| Text-to-region grounding data |
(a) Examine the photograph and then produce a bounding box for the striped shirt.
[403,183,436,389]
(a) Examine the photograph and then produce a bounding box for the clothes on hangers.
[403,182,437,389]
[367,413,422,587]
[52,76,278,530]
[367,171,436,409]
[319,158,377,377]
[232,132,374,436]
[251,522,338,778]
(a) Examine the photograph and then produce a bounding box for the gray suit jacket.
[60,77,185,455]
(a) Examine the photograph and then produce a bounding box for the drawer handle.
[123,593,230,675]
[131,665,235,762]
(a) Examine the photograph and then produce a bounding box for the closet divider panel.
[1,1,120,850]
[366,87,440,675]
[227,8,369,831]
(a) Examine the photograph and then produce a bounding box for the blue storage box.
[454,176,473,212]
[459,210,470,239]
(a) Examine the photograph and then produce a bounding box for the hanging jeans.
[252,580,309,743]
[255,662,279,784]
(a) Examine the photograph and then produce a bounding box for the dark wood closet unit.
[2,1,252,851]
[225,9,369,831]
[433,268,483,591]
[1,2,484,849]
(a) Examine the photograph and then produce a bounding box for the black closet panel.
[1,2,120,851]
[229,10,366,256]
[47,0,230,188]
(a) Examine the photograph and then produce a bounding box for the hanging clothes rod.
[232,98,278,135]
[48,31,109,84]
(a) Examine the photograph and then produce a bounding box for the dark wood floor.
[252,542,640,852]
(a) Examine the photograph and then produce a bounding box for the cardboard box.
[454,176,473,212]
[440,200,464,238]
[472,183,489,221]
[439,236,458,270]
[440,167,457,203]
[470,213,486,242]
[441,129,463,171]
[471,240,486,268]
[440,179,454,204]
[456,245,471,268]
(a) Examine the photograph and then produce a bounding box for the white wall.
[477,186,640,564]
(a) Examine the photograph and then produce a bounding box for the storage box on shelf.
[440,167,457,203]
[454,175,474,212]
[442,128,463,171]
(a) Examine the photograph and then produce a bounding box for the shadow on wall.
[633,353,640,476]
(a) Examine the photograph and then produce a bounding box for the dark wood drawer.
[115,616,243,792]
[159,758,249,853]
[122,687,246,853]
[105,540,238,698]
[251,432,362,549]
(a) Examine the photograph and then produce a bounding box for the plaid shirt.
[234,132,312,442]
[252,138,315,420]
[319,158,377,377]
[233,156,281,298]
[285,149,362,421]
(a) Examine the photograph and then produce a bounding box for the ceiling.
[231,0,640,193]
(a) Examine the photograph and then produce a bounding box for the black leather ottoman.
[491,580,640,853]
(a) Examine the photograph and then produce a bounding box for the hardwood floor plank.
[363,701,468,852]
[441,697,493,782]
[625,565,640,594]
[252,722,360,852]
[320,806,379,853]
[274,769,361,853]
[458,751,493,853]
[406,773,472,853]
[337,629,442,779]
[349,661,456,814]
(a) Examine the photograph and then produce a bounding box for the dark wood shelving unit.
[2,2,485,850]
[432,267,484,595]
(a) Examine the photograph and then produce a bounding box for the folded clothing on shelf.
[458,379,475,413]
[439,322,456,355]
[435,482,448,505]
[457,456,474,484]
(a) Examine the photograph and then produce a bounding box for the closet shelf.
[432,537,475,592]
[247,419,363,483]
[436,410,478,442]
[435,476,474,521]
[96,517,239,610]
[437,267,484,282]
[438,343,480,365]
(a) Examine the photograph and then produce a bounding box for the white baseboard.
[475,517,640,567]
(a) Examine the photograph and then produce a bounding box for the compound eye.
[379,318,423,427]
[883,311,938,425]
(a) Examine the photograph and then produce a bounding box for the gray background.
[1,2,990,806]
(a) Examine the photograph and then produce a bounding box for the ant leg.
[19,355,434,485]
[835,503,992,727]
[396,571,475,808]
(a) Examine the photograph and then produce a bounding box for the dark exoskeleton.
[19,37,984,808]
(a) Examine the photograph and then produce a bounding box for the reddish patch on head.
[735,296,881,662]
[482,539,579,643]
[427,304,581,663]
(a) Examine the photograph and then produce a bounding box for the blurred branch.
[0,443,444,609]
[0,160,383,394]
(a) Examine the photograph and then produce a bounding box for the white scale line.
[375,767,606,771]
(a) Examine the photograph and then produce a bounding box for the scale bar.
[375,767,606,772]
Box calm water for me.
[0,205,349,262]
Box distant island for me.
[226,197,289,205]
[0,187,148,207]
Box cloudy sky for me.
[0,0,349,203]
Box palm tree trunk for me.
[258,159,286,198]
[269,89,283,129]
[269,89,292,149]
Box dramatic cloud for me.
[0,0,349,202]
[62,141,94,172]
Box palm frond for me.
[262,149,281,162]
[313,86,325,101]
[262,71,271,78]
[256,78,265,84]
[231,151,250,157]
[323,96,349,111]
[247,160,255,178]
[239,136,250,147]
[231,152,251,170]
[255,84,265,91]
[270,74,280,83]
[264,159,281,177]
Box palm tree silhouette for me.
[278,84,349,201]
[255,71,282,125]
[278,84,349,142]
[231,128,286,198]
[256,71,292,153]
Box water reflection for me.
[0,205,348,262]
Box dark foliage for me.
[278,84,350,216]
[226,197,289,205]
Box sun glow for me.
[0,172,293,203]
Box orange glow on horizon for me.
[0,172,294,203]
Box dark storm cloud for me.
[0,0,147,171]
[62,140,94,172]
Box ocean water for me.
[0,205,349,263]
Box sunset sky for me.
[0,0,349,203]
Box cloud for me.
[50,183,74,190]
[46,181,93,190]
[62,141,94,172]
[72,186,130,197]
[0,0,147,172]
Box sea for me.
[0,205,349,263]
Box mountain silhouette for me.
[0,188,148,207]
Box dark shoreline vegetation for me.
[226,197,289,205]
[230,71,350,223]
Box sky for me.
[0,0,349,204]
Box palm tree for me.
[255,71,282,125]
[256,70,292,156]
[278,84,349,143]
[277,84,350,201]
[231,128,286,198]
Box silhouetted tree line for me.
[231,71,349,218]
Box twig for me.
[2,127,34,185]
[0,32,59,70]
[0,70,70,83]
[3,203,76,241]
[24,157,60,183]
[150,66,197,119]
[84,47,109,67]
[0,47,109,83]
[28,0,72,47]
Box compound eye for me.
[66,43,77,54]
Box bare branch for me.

...

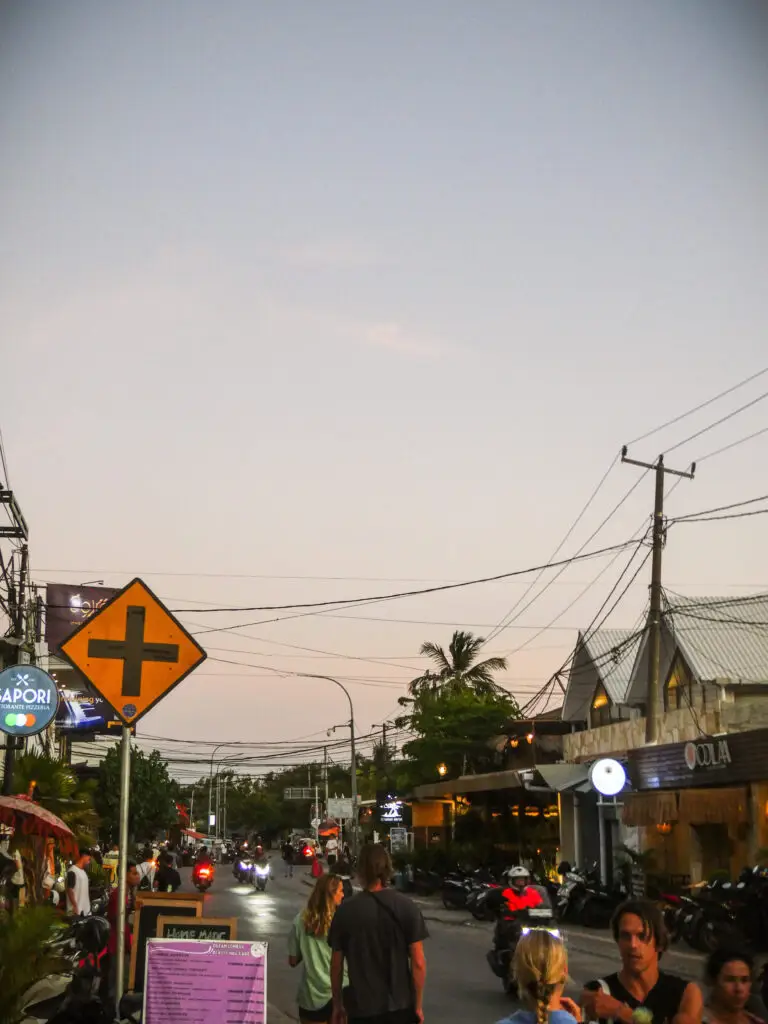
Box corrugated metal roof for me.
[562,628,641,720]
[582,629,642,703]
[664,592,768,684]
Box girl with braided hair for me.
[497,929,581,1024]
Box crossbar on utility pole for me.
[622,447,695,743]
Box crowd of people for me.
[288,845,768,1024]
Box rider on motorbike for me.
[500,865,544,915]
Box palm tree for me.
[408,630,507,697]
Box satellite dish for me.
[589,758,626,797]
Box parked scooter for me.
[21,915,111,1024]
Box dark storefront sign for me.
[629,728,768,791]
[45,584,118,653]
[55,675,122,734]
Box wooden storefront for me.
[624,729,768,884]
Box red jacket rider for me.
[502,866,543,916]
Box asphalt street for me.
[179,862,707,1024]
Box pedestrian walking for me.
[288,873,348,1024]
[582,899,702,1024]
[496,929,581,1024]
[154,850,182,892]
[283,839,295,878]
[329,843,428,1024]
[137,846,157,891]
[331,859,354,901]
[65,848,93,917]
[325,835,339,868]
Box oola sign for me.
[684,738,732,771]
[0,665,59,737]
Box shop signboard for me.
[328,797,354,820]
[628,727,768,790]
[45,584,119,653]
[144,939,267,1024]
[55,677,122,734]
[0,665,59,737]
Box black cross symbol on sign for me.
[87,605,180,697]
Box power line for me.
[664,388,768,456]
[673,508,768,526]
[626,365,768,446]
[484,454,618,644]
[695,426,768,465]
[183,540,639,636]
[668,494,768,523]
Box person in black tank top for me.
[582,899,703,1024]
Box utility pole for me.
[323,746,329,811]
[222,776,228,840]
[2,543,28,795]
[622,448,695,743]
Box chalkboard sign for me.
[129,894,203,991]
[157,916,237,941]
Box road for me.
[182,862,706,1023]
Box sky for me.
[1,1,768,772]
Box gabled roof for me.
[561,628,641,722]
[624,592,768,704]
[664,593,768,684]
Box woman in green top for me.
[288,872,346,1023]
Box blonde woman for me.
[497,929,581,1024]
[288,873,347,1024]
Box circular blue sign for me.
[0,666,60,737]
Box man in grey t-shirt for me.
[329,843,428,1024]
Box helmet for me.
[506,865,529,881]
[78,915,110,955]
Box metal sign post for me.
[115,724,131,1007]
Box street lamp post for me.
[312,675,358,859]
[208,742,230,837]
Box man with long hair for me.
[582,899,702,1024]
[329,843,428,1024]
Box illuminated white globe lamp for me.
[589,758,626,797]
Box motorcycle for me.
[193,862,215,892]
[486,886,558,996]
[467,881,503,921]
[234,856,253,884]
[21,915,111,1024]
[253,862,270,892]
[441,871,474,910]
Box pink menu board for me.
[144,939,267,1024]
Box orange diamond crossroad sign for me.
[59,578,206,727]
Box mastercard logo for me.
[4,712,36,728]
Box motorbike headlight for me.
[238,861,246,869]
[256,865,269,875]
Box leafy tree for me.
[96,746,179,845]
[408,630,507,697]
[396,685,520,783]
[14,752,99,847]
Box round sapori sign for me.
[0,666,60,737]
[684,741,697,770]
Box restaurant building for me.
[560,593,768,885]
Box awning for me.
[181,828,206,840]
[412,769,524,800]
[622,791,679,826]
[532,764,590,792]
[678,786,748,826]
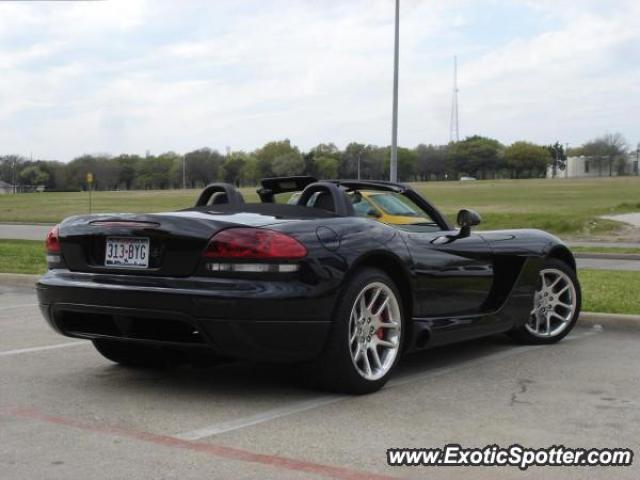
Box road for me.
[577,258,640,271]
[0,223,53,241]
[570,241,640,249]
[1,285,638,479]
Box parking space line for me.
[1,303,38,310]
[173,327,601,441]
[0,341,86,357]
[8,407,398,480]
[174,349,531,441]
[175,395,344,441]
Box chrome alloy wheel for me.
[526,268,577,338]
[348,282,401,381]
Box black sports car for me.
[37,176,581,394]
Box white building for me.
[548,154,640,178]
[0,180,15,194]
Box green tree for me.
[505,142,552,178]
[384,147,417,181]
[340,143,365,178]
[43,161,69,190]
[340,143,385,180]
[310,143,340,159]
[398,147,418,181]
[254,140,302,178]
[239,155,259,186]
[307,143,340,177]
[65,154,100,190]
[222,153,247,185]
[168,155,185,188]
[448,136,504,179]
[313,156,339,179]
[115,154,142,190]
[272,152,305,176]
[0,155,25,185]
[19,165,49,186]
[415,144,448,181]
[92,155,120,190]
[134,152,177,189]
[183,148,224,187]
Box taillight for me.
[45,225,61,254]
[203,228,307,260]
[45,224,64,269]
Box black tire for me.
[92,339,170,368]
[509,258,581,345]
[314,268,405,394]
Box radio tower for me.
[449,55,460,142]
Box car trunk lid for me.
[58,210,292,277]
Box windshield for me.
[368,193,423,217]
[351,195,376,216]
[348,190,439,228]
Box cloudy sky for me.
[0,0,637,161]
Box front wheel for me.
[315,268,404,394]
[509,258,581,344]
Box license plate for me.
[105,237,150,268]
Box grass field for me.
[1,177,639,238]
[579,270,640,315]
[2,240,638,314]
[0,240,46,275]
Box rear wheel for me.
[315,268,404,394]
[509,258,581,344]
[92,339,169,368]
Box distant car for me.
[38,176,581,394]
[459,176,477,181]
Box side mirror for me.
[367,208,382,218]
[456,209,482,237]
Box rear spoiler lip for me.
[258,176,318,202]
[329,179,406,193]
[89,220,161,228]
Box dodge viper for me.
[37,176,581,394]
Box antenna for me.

---

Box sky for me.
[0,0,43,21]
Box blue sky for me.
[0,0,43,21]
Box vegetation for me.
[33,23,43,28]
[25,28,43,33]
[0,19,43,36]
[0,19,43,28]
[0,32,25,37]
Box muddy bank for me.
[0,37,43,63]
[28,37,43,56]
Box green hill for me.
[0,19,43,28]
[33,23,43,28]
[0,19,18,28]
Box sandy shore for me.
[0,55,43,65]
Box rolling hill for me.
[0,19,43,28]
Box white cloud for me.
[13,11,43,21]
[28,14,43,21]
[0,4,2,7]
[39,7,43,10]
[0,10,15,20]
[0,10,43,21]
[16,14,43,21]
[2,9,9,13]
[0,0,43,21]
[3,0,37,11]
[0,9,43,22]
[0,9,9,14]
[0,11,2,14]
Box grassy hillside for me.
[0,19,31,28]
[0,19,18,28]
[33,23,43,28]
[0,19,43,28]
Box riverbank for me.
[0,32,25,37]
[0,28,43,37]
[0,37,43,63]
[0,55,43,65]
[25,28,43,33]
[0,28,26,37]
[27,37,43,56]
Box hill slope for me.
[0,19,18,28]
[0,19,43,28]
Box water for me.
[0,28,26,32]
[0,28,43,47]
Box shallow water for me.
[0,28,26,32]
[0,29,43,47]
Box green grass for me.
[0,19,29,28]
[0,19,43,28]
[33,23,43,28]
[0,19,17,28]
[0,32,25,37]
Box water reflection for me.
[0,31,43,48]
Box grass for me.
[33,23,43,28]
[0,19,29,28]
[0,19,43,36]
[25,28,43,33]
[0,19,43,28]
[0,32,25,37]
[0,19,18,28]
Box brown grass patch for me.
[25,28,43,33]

| DIRECTIONS FOR THIS TASK |
Please give again the lines above between the line holding "Box distant car for me." and the line holding "Box antenna for me.", inclusive, exactly as they are and with nothing added.

| EXERCISE RESPONSE |
Box distant car for me.
[38,176,581,394]
[459,176,477,181]
Box side mirror for me.
[367,208,382,218]
[456,209,482,237]
Box rear spoiler lip for me.
[258,176,318,202]
[329,179,406,193]
[89,220,161,228]
Box dodge viper for me.
[37,176,581,394]
Box antenna for me.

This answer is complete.